Start of Records for the task

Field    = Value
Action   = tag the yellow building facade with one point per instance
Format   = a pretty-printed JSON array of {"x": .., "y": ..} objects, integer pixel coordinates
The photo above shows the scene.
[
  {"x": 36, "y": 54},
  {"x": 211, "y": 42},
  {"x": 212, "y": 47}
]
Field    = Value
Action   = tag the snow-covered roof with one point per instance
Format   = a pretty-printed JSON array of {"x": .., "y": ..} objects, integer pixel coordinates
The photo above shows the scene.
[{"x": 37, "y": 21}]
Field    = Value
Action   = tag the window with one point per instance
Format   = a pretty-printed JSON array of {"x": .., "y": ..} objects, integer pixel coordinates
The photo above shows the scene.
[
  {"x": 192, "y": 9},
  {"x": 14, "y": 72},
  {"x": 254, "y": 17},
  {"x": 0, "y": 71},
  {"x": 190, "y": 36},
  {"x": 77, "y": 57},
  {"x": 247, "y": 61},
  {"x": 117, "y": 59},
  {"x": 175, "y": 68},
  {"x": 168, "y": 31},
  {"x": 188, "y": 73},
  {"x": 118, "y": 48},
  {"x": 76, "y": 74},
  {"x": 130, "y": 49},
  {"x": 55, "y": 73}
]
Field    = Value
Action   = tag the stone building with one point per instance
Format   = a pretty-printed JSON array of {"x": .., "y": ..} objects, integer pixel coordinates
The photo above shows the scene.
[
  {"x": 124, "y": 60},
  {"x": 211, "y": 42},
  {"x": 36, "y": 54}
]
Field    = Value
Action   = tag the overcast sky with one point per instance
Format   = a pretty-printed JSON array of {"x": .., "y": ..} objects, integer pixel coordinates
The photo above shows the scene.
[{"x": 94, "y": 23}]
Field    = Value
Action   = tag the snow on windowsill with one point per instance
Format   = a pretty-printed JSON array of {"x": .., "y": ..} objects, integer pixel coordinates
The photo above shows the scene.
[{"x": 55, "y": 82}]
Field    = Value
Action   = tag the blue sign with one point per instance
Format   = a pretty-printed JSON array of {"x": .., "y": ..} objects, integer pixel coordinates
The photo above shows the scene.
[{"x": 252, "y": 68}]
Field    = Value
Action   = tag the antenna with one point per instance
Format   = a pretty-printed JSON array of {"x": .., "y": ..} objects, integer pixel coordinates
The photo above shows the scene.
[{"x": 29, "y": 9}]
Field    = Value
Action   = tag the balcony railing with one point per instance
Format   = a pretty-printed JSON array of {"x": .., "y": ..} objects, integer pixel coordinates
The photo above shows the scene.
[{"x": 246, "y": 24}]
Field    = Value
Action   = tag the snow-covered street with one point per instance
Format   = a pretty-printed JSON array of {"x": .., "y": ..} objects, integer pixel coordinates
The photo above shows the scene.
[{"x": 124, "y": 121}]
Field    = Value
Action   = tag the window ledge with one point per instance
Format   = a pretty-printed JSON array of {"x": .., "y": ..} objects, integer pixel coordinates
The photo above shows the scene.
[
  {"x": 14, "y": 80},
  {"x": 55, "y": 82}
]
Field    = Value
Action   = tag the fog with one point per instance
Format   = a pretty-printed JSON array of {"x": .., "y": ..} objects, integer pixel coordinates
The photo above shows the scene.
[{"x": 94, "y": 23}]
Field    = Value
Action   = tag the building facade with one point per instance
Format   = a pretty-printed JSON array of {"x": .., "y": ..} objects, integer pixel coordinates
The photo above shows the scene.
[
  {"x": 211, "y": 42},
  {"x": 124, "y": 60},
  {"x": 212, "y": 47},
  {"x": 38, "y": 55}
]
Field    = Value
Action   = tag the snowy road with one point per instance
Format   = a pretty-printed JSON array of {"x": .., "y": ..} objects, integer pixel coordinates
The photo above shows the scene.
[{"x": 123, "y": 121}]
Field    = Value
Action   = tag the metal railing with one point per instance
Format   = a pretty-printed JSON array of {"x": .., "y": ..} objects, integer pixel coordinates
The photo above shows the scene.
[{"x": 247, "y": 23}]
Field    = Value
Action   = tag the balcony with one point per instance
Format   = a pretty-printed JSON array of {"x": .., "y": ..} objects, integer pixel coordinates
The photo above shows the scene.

End of Records for the task

# The problem
Copy down the whole of the data above, matching it exactly.

# Task result
Field    = Value
Action   = tag the yellow building facade with one point per instance
Format   = a pretty-printed JSON array of {"x": .., "y": ..} objects, integer pixel coordinates
The photo above shows the scene.
[
  {"x": 36, "y": 54},
  {"x": 211, "y": 42},
  {"x": 212, "y": 47}
]
Field    = Value
Action   = tag the snow-covered roof with one point per instance
Format   = a pretty-printed JSON array of {"x": .., "y": ..} objects, integer pixel coordinates
The photo above shows the scene.
[{"x": 37, "y": 21}]
Field    = Value
Action   = tag the window with one point per instance
Format   = a pretty-printed JSON array of {"x": .., "y": ..} objects, integer pixel coordinates
The photo above shows the scene.
[
  {"x": 192, "y": 9},
  {"x": 14, "y": 72},
  {"x": 254, "y": 17},
  {"x": 0, "y": 71},
  {"x": 190, "y": 36},
  {"x": 77, "y": 57},
  {"x": 247, "y": 61},
  {"x": 117, "y": 59},
  {"x": 175, "y": 68},
  {"x": 168, "y": 31},
  {"x": 188, "y": 73},
  {"x": 118, "y": 48},
  {"x": 76, "y": 74},
  {"x": 130, "y": 49},
  {"x": 55, "y": 73}
]
Field    = Value
Action   = tag the stone building with one point per instance
Format   = a pretty-printed JSON array of {"x": .., "y": ..} objects, integer pixel coordinates
The photo above shows the scene.
[
  {"x": 124, "y": 60},
  {"x": 211, "y": 42},
  {"x": 36, "y": 54}
]
Field    = Value
Action   = tag the overcast sky with one point per instance
Format   = a pretty-printed JSON array of {"x": .., "y": ..} objects, integer pixel coordinates
The photo above shows the scene.
[{"x": 94, "y": 23}]
Field    = Value
Action   = tag the snow on windowsill with one point per instance
Format   = a pretty-printed JSON array of {"x": .., "y": ..} objects, integer pixel coordinates
The photo above shows the scene.
[{"x": 55, "y": 82}]
Field    = Value
Action   = tag the blue sign with one point per instance
Format   = a pretty-printed JSON array of {"x": .., "y": ..} objects, integer pixel coordinates
The photo above shows the scene.
[{"x": 252, "y": 68}]
Field    = Value
Action   = tag the antenna with one point per instance
Format   = a pretty-printed JSON array of {"x": .., "y": ..} objects, integer pixel coordinates
The photo above shows the scene.
[{"x": 29, "y": 9}]
Field    = Value
Action   = tag the balcony railing with one point per instance
Format   = a pretty-printed JSON array of {"x": .., "y": ..} objects, integer pixel coordinates
The photo above shows the scene.
[{"x": 246, "y": 24}]
Field    = Value
Action   = tag the snow-covered street with one point per instance
Format   = a pretty-printed JSON array of {"x": .., "y": ..} objects, integer pixel coordinates
The photo above shows the scene.
[{"x": 124, "y": 121}]
Field    = Value
Action   = tag the window ledge with one point per instance
Format   = a pretty-printed JSON array of {"x": .., "y": ..} objects, integer pixel coordinates
The photo above shows the scene.
[
  {"x": 14, "y": 80},
  {"x": 55, "y": 82}
]
Field    = Value
Action   = tag the fog with one point per instance
Format   = a pretty-printed JSON array of {"x": .., "y": ..} objects, integer pixel coordinates
The photo above shows the scene.
[{"x": 94, "y": 23}]
Field    = Value
Action   = tag the building facade with one point per instance
Format   = a pretty-printed JSON array of {"x": .., "y": ..} objects, integer pixel coordinates
The photo above shows the scene.
[
  {"x": 211, "y": 42},
  {"x": 124, "y": 60},
  {"x": 212, "y": 47},
  {"x": 38, "y": 55}
]
Field    = Value
Action   = tag the snowy road with one point per instance
Format   = a pretty-printed JSON array of {"x": .., "y": ..} objects, integer pixel coordinates
The photo above shows the scene.
[{"x": 123, "y": 121}]
Field    = Value
Action   = tag the metal railing with one point per instance
Format   = a pretty-printed JSON array of {"x": .., "y": ..} objects, integer pixel coordinates
The photo above shows the scene.
[{"x": 247, "y": 23}]
Field    = Value
Action   = tag the balcony with one point per instance
Format   = a pretty-printed JSON array of {"x": .., "y": ..} objects, integer pixel coordinates
The photo above shows the scene.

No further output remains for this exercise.